- [Listed records]:
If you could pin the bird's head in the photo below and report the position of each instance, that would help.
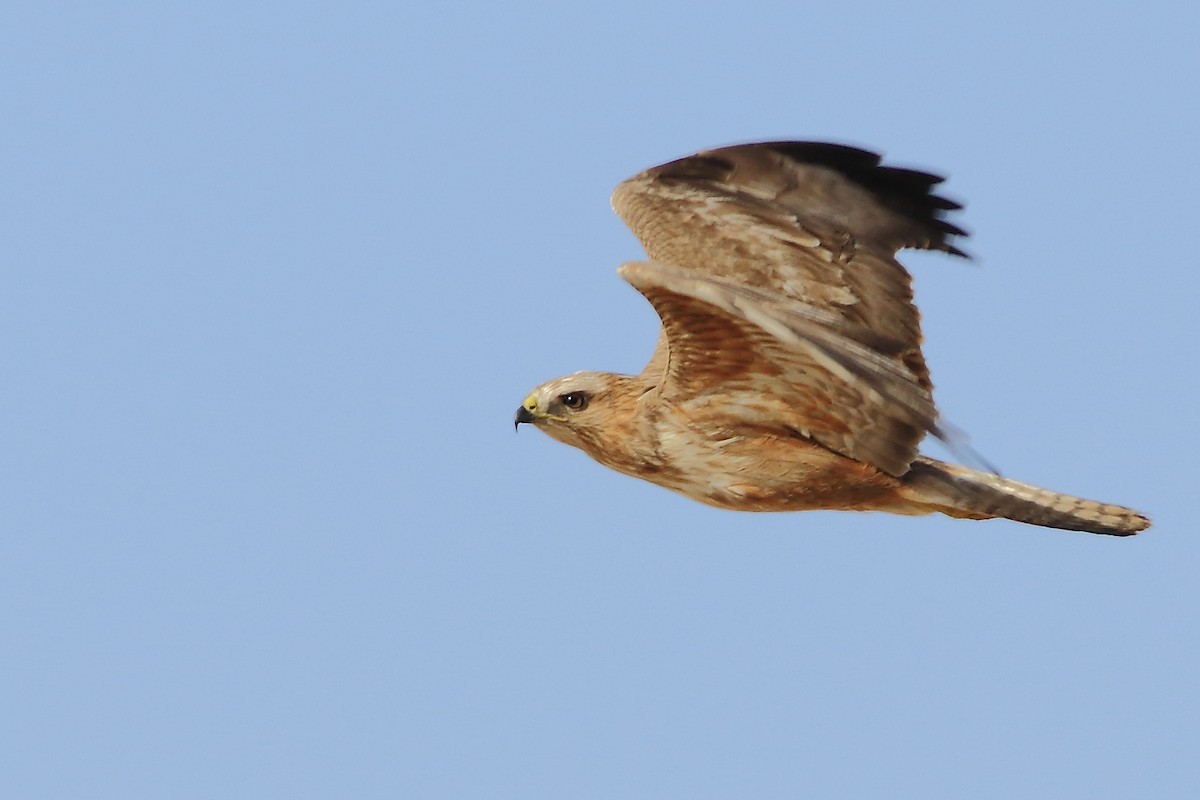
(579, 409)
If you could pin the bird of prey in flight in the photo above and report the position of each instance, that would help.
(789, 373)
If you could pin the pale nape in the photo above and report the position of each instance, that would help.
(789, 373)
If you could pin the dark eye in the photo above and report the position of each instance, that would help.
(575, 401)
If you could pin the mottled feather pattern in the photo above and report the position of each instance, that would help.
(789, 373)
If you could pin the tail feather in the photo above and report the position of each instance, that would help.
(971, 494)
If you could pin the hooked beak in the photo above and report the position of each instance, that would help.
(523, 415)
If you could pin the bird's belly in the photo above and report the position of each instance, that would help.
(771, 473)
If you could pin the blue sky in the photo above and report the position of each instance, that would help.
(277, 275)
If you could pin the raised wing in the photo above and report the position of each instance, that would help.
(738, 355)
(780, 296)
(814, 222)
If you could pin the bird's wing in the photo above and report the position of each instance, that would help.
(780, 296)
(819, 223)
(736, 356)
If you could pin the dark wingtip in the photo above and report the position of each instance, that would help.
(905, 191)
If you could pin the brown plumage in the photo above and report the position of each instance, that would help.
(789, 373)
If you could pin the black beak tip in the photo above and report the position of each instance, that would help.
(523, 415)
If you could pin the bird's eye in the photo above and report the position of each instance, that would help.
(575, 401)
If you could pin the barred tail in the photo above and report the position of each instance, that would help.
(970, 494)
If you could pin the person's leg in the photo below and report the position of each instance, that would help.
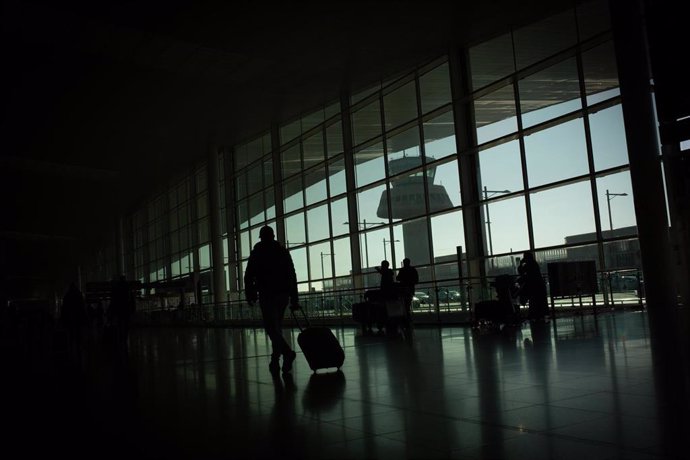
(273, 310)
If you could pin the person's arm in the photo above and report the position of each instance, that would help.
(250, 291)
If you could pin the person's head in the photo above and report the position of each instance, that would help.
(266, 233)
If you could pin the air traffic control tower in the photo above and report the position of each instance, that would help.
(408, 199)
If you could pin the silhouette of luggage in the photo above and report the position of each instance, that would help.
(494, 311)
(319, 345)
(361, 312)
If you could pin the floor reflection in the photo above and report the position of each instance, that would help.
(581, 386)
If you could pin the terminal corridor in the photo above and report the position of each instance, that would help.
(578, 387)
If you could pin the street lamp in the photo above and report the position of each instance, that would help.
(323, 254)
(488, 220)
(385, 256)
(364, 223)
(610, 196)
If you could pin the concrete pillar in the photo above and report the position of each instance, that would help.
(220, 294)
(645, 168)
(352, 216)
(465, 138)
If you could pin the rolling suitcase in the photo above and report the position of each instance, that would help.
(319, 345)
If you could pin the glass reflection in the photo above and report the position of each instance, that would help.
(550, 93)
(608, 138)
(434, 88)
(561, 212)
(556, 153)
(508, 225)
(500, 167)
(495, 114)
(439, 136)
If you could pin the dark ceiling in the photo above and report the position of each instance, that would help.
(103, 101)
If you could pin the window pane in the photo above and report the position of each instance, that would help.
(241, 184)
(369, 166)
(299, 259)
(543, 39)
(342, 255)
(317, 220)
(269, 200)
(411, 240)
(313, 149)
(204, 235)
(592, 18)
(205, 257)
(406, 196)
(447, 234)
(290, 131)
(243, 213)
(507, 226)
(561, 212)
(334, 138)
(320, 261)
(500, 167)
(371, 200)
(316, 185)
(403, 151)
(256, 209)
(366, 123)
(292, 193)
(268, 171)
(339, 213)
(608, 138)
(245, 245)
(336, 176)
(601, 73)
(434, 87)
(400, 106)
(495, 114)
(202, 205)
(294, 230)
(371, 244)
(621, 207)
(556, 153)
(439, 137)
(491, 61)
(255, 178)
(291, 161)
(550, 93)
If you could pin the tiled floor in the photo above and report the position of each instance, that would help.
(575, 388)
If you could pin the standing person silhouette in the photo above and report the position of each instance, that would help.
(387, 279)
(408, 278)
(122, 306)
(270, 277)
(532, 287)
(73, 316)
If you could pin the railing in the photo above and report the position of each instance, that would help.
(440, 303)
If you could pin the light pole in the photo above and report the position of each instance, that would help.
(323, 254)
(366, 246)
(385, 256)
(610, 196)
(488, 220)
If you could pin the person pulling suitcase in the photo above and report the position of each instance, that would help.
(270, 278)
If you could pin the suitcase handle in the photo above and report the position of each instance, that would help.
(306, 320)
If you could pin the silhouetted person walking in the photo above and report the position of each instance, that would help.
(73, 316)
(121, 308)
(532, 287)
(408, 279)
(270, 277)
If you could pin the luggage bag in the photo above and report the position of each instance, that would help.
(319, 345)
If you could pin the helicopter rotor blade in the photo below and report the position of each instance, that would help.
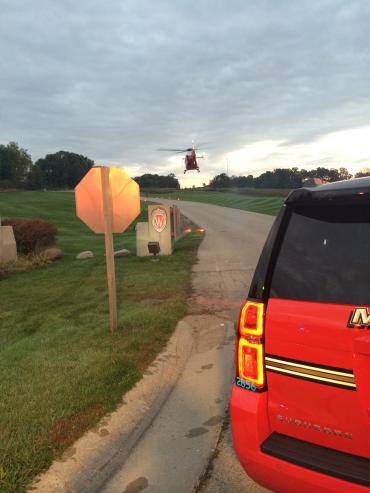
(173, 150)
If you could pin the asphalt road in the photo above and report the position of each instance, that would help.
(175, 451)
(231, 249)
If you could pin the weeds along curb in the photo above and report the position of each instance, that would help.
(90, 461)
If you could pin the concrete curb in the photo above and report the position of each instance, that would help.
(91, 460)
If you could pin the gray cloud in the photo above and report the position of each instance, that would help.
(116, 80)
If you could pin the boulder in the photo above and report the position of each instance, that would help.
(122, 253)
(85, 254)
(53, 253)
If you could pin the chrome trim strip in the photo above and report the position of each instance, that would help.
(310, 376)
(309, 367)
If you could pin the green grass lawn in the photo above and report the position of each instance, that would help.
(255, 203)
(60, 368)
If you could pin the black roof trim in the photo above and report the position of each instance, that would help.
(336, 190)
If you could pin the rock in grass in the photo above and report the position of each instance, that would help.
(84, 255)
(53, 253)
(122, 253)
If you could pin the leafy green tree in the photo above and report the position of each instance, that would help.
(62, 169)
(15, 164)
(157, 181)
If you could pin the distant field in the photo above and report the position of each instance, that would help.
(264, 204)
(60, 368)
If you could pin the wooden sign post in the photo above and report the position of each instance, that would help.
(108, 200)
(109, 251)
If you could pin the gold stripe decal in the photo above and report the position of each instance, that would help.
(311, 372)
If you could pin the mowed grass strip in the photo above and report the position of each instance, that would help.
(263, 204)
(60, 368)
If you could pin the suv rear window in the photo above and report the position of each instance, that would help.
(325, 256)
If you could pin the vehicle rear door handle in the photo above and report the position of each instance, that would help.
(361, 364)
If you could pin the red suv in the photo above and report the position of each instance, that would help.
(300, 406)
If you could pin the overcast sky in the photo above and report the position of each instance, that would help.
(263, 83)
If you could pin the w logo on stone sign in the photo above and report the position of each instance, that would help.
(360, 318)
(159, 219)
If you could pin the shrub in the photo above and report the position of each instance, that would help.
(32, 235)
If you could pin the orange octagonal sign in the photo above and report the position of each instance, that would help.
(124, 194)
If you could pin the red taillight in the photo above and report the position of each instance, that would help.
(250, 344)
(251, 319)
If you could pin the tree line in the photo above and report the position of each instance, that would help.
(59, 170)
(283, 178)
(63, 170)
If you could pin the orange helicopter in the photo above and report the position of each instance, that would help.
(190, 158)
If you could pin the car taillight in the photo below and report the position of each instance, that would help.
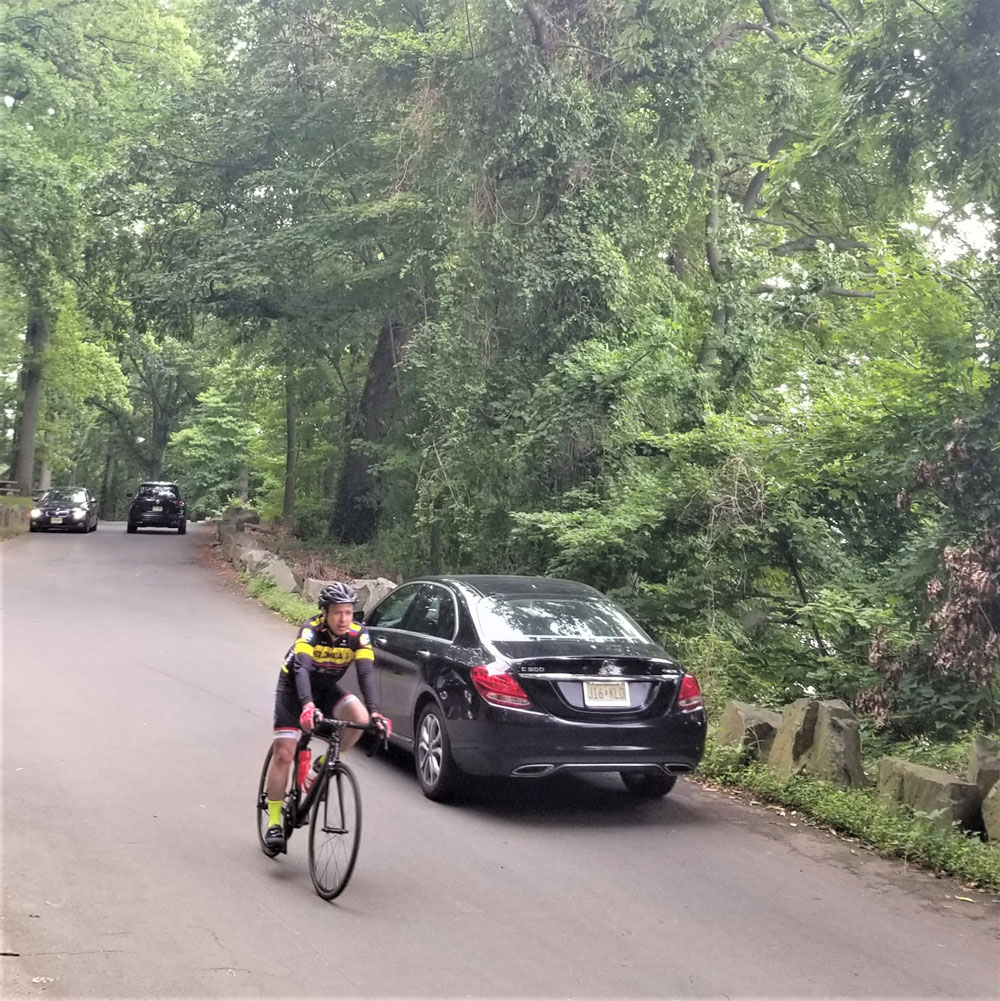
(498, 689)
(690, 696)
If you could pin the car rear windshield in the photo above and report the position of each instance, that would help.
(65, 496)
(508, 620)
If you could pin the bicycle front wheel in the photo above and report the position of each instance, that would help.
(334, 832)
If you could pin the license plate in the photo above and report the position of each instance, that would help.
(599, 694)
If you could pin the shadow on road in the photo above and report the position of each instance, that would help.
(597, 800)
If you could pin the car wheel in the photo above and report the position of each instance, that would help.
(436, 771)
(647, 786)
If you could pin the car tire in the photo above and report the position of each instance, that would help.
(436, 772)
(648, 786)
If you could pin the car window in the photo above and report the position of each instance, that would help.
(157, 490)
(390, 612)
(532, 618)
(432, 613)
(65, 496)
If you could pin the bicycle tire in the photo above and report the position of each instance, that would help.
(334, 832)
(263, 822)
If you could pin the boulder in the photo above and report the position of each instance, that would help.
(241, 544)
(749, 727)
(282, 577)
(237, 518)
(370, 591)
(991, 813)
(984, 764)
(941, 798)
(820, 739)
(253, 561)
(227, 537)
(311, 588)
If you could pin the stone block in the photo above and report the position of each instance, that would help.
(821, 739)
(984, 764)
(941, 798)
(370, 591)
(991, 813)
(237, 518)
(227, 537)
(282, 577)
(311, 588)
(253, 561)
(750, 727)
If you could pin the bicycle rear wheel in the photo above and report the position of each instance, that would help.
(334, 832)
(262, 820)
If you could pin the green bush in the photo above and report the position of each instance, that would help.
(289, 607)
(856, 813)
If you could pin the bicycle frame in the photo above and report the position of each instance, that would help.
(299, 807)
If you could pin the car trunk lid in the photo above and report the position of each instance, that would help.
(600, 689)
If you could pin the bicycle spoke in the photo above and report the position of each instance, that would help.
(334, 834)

- [What you will do]: In the records above, locate the line that contains "If you could pin the car trunk". Repeat it and every line after it, exactly, and nothing else.

- [Response area]:
If you could pin the car trunk lid in the photo above and report the position of each instance, that would help.
(600, 689)
If you could pin the bicycle spoke in the photo above and report the position of each instance, that would help.
(334, 834)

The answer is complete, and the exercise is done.